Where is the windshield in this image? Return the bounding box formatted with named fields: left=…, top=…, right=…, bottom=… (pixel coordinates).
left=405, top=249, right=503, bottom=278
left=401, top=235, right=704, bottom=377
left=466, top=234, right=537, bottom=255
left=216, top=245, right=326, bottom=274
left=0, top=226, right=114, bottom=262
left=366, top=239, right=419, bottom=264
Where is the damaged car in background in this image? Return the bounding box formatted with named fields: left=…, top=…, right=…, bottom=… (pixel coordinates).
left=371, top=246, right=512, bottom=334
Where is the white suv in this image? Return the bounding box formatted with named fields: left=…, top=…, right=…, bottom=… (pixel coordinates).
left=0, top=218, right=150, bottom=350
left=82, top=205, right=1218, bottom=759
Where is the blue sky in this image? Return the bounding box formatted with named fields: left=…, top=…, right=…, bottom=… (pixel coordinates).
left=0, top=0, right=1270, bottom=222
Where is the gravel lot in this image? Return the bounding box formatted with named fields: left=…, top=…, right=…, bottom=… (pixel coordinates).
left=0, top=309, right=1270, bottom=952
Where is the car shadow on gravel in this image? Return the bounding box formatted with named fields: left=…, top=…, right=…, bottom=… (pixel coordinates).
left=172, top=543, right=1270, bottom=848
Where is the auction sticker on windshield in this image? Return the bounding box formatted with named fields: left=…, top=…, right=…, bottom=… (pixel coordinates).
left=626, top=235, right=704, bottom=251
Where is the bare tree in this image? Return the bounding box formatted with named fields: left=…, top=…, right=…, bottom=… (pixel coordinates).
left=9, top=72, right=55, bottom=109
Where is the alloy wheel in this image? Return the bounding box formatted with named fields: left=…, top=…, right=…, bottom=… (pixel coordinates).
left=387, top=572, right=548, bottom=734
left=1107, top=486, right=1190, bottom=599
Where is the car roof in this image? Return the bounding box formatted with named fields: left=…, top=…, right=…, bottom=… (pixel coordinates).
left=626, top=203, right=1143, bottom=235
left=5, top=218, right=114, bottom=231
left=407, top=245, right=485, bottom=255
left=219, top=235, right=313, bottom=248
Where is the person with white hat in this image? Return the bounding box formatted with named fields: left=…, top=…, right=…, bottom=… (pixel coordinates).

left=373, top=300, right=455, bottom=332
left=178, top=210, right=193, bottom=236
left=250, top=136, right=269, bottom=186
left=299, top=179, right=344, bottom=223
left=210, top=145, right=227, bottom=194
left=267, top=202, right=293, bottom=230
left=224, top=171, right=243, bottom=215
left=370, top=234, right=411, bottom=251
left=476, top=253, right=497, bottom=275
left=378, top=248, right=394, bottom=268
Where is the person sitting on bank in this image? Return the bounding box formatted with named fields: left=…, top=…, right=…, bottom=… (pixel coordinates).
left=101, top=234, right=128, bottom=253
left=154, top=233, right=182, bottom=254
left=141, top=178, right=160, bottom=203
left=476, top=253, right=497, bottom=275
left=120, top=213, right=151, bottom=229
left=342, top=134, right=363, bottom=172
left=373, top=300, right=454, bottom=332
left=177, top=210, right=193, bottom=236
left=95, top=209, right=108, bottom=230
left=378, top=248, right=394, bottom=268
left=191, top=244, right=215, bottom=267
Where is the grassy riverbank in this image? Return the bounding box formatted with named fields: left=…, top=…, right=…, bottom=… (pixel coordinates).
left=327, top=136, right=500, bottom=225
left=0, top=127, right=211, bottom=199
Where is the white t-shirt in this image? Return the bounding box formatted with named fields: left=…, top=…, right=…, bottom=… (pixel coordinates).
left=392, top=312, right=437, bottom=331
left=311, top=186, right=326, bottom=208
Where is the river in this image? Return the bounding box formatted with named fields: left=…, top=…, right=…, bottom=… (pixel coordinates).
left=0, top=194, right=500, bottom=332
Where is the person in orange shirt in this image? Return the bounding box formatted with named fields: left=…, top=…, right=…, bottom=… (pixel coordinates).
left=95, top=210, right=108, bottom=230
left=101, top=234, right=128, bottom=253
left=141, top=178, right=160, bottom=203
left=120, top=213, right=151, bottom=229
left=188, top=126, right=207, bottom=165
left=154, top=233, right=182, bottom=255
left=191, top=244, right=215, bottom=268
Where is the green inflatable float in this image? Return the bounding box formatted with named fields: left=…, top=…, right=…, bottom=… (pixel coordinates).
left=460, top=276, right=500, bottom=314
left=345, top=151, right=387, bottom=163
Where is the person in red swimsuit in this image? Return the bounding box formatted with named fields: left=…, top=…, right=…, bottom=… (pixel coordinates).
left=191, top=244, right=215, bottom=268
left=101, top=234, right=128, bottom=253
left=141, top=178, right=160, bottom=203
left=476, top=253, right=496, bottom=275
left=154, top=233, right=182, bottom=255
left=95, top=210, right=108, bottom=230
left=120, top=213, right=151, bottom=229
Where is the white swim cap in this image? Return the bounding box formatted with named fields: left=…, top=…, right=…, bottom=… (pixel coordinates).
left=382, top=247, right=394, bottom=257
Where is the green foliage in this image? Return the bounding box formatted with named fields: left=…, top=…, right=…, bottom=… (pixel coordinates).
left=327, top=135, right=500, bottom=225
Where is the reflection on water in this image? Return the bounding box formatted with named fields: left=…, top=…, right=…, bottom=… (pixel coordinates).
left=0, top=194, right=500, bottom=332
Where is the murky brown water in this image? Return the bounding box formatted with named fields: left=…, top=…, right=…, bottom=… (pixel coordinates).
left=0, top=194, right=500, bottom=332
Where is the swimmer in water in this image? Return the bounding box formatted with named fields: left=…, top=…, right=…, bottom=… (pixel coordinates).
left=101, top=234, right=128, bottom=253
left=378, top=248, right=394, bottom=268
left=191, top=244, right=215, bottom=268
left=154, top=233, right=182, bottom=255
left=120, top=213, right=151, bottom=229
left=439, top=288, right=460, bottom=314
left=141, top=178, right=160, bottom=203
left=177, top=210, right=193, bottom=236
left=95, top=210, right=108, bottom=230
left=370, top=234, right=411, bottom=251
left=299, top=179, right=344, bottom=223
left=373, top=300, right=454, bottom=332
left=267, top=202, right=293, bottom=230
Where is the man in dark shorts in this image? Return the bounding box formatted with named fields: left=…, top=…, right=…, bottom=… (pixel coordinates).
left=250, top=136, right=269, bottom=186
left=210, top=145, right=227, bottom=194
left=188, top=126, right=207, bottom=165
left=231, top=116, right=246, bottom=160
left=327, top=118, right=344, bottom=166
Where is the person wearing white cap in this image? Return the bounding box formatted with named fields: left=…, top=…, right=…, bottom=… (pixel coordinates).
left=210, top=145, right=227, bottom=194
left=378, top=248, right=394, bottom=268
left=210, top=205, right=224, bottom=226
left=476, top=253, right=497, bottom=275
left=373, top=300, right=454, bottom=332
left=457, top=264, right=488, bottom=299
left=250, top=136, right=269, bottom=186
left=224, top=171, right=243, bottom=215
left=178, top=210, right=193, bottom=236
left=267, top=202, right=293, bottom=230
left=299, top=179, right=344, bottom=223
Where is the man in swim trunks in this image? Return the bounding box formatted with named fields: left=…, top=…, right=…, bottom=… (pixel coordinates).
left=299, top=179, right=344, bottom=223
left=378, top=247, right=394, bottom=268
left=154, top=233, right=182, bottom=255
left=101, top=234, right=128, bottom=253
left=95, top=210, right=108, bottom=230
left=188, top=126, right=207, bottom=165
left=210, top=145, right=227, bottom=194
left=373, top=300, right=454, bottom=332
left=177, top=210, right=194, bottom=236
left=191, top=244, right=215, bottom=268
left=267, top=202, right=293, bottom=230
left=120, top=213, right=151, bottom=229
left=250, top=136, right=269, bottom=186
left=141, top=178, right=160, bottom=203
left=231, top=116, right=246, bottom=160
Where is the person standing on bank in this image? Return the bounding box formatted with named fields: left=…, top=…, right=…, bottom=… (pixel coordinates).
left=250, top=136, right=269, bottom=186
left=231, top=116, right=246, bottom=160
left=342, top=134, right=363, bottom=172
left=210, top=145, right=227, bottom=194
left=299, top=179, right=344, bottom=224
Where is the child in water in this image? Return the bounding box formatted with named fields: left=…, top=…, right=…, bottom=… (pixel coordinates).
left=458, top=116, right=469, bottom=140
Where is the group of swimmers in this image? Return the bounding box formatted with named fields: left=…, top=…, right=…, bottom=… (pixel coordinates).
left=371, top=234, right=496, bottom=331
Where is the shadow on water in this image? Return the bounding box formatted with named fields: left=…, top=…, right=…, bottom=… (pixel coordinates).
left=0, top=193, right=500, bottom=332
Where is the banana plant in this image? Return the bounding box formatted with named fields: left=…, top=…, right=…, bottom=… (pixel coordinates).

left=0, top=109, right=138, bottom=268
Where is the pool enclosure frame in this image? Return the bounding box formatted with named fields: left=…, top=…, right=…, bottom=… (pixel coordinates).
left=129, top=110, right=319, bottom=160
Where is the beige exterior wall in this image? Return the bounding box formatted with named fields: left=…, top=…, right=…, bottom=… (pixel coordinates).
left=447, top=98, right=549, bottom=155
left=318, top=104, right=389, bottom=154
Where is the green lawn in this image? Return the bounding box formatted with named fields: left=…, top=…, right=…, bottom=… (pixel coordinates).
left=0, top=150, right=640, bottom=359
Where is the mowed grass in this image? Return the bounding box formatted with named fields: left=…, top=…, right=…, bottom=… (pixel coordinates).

++++++++

▸ Your goal: Pick out each line above that contains the word "gravel", and copy those lines in full.

▸ Task response:
Where is the gravel lot in this image? Return the bounding box formatted with named fields: left=…, top=…, right=…, bottom=… (pixel coordinates).
Where is the car shadow on gravel in this image? Return the bounding box formatted with named fields: left=…, top=…, right=…, bottom=… (pixel coordinates).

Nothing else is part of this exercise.